- _Aim_
Quote the full listing word for word.

Entries from a dataset:
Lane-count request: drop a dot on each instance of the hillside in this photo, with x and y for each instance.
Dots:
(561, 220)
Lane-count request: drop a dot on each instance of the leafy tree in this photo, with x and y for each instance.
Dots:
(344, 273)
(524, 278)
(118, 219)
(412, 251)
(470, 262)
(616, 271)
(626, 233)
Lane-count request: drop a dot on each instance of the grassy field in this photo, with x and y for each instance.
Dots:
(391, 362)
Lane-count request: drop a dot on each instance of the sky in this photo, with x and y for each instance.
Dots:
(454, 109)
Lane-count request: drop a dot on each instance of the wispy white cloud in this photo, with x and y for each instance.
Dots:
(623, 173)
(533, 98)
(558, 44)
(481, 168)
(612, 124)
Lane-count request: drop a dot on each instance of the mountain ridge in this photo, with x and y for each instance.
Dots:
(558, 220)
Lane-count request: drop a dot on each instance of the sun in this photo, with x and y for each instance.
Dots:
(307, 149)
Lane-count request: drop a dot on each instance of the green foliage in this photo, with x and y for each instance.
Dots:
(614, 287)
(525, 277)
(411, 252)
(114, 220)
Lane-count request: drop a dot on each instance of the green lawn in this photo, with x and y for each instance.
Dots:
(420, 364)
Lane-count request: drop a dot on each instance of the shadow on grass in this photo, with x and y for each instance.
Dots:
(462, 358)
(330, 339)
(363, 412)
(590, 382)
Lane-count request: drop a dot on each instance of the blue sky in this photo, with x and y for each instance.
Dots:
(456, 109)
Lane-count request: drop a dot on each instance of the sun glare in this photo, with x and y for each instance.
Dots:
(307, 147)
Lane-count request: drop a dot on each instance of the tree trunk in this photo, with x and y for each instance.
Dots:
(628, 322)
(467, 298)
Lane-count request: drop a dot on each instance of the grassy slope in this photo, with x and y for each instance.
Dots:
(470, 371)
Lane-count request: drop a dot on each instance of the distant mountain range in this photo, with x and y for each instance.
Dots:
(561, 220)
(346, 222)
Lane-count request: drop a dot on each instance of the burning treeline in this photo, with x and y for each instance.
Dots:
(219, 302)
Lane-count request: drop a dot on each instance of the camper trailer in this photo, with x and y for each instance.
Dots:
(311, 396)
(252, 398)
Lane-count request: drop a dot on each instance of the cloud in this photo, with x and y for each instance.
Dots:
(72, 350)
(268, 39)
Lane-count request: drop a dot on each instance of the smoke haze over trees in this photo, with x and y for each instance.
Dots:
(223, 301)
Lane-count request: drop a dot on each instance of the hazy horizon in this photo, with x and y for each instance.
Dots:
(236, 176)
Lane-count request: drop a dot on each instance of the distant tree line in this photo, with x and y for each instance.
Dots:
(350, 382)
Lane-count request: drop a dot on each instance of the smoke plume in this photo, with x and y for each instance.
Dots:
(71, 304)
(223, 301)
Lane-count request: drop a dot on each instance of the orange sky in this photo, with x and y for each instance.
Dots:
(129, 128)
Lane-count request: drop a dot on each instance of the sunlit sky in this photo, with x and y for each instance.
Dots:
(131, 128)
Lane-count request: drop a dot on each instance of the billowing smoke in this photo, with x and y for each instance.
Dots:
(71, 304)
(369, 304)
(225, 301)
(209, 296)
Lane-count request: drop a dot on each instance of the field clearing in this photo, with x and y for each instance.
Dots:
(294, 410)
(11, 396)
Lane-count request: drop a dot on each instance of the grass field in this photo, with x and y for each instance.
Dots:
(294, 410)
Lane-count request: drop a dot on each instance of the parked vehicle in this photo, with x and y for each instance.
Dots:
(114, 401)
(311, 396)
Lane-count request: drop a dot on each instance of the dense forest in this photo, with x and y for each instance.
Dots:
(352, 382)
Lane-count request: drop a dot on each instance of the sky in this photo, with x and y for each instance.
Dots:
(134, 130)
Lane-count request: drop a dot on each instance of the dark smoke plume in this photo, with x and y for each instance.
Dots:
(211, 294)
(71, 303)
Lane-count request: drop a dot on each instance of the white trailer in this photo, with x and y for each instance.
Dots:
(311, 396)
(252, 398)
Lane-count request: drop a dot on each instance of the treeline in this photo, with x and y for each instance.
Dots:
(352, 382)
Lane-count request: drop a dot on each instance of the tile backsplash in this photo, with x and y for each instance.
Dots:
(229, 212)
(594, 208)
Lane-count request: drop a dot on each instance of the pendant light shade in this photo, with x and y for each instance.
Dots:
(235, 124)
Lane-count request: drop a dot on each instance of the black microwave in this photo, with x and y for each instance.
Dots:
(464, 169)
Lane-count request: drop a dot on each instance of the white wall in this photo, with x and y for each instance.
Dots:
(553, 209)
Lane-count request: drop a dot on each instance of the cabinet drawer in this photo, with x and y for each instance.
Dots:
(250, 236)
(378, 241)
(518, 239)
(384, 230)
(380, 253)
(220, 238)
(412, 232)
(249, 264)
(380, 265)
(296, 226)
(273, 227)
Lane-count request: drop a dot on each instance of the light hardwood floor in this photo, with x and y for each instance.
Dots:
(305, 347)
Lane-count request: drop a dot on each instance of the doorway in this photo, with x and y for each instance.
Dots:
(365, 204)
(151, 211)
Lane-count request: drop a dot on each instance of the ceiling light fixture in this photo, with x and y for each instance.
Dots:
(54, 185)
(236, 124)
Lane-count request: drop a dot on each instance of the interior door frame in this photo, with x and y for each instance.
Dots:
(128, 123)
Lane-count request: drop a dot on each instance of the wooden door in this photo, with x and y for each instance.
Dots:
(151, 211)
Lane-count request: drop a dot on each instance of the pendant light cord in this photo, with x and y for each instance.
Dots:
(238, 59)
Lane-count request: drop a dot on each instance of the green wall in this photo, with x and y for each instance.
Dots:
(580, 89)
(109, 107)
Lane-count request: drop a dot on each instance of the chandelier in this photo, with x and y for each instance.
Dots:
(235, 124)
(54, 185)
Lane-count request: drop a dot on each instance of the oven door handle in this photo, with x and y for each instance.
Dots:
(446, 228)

- _Solution to this exercise_
Lane-count request: drop a dot on each instance of the hillside in this photo, with x and y for each instance.
Dots:
(561, 220)
Lane-count request: drop a dot on each instance of the leafy tree in this photo, with x and y for each instance.
Dots:
(344, 273)
(524, 278)
(118, 219)
(412, 251)
(470, 262)
(616, 271)
(626, 233)
Lane-count request: drop a dot on each instance of the grassy field in this photo, with x and y for each instance.
Dots:
(391, 362)
Lane-count request: drop a dot on each instance of the sky in this photo, with x and y for each instance.
Dots:
(454, 109)
Lane-count request: drop a dot on each instance of the wispy white cloud in this photo, with x and y for each instance.
Dots:
(623, 173)
(533, 98)
(558, 44)
(481, 168)
(612, 124)
Lane-count request: drop a dot on each instance of the mountain ridge in this photo, with x and y for each instance.
Dots:
(558, 220)
Lane-count request: drop a dot on each instance of the sun in this photo, with x and y for each instance.
Dots:
(307, 149)
Lane-count request: drop a dot on each instance of the green foliage in this photo, with x and y for each instance.
Dots:
(614, 287)
(525, 277)
(411, 252)
(114, 220)
Lane-count request: drop a dot on each instance of the green lawn in this photo, with x and y for each instance.
Dots:
(420, 364)
Lane-count request: drop a dot on each instance of the shadow on grass in this photo, with x and y for each instance.
Dots:
(462, 358)
(330, 339)
(363, 412)
(590, 382)
Lane-count request: drop a dot on each instance of the blue sky in this photo, with x and y for each instance.
Dots:
(456, 109)
Lane-count request: drop a dot on each instance of the sun glare in this photo, with x and y for each instance.
Dots:
(307, 147)
Lane-count request: drop a dot on each instance of the tree trunk in this photo, with x and y for each instance.
Dots:
(628, 322)
(467, 298)
Lane-count request: drop a dot on each instance of the grassy slope in this photo, with x and y for each instance.
Dots:
(470, 371)
Lane-count request: drop a dot on each instance of the distant mountain range in this photo, with x and y for each instance.
Dots:
(561, 220)
(346, 222)
Lane-count request: drop a dot on each instance of the burning treeline in this photo, with x and y for each instance.
Dots:
(219, 302)
Lane-count request: drop a dot on each instance of the camper trailer in this photo, with x and y for each instance.
Dots:
(311, 396)
(252, 398)
Lane-count request: drop a dot on each instance of the cloud in this photo, with x and y for each instance.
Dots:
(72, 350)
(268, 39)
Lane-count request: drop a dot on each instance of the smoke haze over trees in this photo, with x and y for each instance.
Dots:
(223, 301)
Lane-count request: drop a dot on each instance of the hazy horizon in this photo, with x and y for each instance.
Dots:
(236, 176)
Lane-count request: drop a dot on each instance of the distant tree line in this photo, with x and y for each instance.
Dots:
(350, 382)
Lane-count request: drop a dot on each instance of the smoke plume in this photo, with x and y for each instance.
Dots:
(71, 304)
(223, 301)
Lane-count request: drop a dot on each instance of the orange sky in this photo, with x and y for each instance.
Dots:
(129, 128)
Lane-count request: drop a dot on each instance of the sunlit sky in this photo, with x and y for each instance.
Dots:
(131, 128)
Lane-count request: drop a dot on each instance of the billowing smoke in this photo, with x and y for each instance.
Dots:
(71, 304)
(369, 304)
(225, 301)
(209, 296)
Lane-count request: drop a dot on each instance of the field clearing in this photo, with x and y for each instance.
Dots:
(294, 410)
(11, 396)
Lane-count request: drop a dot on each instance of the grass field in this photo, with x and y for each instance.
Dots:
(294, 410)
Lane-count request: drop a dot on each instance of the parked vehicle in this photo, with x and y for each instance.
Dots:
(114, 401)
(311, 396)
Lane-count request: drop a dot on each instance of the dense forest in this photo, with x and y for each instance.
Dots:
(352, 382)
Lane-count request: drop a dot on each instance of the sky in this photo, with x and y for each instance.
Dots:
(134, 130)
Lane-count request: drop a dot on each instance of the dark smoke plume in this photo, with x and y for each instance.
Dots:
(211, 294)
(71, 303)
Lane-count request: drop a dot on each instance of the white trailer in this photo, with x and y for each instance.
Dots:
(311, 396)
(252, 398)
Lane-count request: drop a dot on each instance of the treeline in this photo, with x and y for each instance.
Dots:
(352, 382)
Lane-count request: drop a dot on each instance of the tile backsplash in this photo, with x and y for each instance.
Dots:
(229, 212)
(594, 208)
Lane-count request: drop a dot on each instance of the pendant light shade in this photo, with x and y for each instance.
Dots:
(235, 124)
Lane-count request: drop a dot on each instance of the black microwave in this photo, with x and y for each instance.
Dots:
(464, 169)
Lane-count request: drop a dot on each instance of the white wall in this photo, with x and y for each instance.
Dots:
(553, 209)
Lane-count request: drop a dot on each instance of the cabinet drawer in this photo, with x and y for each instance.
Dots:
(250, 236)
(378, 241)
(518, 239)
(384, 230)
(380, 253)
(220, 238)
(412, 232)
(249, 264)
(380, 265)
(296, 226)
(273, 227)
Lane-count request: drop a dot on each instance of the light hardwood floor in this photo, with x and y for each instance.
Dots:
(305, 347)
Lane-count request: drop a dot on each instance of the doorway in this photo, with x and y for each instance.
Dots:
(365, 204)
(151, 211)
Lane-count request: drop a dot on each instance of the ceiling light fixture in this photo, with x and y for each instance.
Dots:
(54, 185)
(236, 124)
Lane-count request: drop a dot on each instance of the interior door frame in this photo, with x and y for each instance.
Dots:
(128, 123)
Lane-count request: drop a dot on each instance of the wooden door in this photo, with x and y for each instance.
Dots:
(151, 211)
Lane-count request: drop a dot on each instance of the pendant light cord in this photo, with x and y for each instance.
Dots:
(238, 59)
Lane-count request: drop a dot on each instance of the green wall in this photo, with x and y for each instance.
Dots:
(580, 89)
(109, 107)
Lane-count request: drop a dot on each instance of the chandelier in this photo, with x and y for each instance.
Dots:
(235, 124)
(54, 185)
Lane-count request: drop a dot on each instance of the oven door handle in this photo, with x and y for each instance.
Dots:
(446, 228)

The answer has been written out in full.